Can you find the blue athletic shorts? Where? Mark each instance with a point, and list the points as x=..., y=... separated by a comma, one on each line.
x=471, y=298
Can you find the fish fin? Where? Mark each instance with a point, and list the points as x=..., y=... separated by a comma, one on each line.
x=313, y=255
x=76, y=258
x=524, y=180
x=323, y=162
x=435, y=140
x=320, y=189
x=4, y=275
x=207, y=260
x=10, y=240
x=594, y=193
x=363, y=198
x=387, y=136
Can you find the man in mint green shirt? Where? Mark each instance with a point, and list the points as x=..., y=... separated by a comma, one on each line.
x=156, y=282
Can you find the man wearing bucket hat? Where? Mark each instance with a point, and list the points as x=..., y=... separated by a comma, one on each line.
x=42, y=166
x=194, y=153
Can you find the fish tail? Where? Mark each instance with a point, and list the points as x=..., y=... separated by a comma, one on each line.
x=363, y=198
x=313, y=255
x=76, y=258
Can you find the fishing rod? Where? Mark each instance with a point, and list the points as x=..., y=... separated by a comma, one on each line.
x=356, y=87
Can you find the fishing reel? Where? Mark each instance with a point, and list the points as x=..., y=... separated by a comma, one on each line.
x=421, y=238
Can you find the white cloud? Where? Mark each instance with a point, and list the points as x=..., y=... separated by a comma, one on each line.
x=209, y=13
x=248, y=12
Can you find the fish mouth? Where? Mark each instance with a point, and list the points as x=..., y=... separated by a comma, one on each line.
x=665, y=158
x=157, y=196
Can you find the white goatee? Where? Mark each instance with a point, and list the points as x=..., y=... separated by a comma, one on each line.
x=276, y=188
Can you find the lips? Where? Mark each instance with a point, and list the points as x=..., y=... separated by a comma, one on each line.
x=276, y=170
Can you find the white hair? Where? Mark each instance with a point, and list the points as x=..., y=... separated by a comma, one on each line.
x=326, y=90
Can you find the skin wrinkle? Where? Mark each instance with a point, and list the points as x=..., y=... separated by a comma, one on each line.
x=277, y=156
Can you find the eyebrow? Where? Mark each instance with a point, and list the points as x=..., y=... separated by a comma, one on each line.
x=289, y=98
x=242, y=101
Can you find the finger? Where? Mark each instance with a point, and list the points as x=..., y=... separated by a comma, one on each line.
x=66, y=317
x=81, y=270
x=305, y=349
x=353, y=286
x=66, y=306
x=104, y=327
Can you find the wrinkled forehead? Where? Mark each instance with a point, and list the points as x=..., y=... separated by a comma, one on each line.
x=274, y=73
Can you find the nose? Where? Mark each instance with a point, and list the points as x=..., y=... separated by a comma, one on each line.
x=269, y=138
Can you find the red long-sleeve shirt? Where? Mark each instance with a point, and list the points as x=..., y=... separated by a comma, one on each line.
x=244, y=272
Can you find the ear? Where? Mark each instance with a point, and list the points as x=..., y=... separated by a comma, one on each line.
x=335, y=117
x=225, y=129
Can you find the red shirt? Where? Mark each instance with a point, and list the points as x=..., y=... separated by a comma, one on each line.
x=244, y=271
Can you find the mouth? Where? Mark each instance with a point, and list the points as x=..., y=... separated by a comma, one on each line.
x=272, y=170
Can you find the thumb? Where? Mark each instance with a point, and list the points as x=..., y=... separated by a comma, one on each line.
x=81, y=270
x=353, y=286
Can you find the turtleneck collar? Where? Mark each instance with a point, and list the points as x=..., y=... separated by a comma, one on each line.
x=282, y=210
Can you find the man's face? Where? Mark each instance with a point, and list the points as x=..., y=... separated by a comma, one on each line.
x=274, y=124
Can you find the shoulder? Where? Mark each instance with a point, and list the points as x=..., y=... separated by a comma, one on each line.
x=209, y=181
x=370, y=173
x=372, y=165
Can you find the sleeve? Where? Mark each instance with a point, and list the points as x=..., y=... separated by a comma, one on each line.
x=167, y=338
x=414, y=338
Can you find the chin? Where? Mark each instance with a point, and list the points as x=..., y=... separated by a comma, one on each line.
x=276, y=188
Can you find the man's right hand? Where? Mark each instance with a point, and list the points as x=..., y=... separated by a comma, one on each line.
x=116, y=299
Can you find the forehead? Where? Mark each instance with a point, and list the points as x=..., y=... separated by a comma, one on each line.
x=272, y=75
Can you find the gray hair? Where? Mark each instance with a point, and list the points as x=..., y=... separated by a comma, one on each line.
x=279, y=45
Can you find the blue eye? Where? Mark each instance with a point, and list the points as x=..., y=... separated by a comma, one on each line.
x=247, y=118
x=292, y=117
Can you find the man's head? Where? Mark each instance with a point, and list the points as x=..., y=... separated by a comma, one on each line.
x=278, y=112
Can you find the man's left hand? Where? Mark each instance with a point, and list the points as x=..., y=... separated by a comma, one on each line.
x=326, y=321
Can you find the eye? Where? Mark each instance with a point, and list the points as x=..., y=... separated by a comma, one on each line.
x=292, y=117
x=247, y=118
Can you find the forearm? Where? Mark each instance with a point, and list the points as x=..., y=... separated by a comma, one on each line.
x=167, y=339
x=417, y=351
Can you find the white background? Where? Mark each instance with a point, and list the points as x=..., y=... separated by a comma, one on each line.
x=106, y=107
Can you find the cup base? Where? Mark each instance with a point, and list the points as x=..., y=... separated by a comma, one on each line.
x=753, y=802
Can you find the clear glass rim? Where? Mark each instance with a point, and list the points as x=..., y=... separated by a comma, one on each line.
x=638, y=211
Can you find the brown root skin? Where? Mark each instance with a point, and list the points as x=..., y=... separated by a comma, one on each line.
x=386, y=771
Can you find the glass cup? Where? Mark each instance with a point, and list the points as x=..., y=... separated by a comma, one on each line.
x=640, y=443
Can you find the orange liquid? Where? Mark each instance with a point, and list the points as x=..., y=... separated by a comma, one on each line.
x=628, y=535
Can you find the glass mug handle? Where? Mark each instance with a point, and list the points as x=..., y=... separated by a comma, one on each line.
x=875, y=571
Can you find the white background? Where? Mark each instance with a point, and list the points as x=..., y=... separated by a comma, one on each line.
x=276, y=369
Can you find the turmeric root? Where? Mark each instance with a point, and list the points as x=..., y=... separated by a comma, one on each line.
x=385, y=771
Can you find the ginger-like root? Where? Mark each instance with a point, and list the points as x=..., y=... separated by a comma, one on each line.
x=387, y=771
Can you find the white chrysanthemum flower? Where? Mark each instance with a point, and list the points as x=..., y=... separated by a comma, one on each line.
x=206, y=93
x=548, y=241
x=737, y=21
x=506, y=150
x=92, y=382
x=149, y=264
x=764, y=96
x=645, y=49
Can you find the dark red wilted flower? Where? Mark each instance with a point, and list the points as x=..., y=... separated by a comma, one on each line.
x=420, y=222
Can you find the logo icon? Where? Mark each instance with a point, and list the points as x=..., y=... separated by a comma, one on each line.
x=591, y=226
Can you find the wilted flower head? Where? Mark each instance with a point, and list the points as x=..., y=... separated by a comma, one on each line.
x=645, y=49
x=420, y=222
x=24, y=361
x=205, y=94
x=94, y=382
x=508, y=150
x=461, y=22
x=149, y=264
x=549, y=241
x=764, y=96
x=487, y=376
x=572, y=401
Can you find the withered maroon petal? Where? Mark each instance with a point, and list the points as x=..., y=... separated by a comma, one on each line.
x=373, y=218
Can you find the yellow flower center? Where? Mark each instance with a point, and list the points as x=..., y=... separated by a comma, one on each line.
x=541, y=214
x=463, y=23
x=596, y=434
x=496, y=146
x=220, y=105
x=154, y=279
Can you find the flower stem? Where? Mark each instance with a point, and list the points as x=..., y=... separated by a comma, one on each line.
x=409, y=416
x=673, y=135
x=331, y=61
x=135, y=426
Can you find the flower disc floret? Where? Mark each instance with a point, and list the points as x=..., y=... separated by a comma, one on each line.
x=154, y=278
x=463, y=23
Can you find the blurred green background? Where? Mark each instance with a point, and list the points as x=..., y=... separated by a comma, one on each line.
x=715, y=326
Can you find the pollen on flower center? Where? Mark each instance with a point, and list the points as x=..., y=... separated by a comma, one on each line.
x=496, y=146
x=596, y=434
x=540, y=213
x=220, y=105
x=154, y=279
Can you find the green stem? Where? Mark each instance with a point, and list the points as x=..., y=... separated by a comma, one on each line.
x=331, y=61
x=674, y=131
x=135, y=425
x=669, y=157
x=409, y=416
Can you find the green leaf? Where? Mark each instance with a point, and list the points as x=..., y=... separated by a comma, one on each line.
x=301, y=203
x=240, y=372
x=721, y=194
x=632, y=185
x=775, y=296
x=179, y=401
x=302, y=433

### Instructions for the task
Begin at the line that contains "Can you find the blurred" and stop after the final line of the rows. Give every line in that stretch as a numbered list, leaving out any blank lines.

### Answer to the problem
1. Can you find the blurred green background? Where? Mark each instance with a point, and list the points as x=..., y=... separated by a comma, one on each line.
2. x=715, y=326
3. Can you find the pollen on flower center? Where? Mark each instance with a point, and list the points as x=..., y=... separated by a comma, one on each line.
4. x=496, y=146
5. x=596, y=434
6. x=540, y=213
7. x=220, y=105
8. x=154, y=279
9. Can you find the green stem? Where? Mark each instance with a point, and list the points as x=..., y=... separated by a comma, one on each line.
10. x=331, y=61
11. x=674, y=131
12. x=135, y=425
13. x=669, y=157
14. x=409, y=416
15. Can you find the green leaf? Where? Mark each instance with a point, and list the points as x=..., y=... separated by a comma, one on each line.
16. x=301, y=203
17. x=240, y=372
18. x=721, y=194
19. x=632, y=185
20. x=775, y=296
21. x=179, y=401
22. x=302, y=433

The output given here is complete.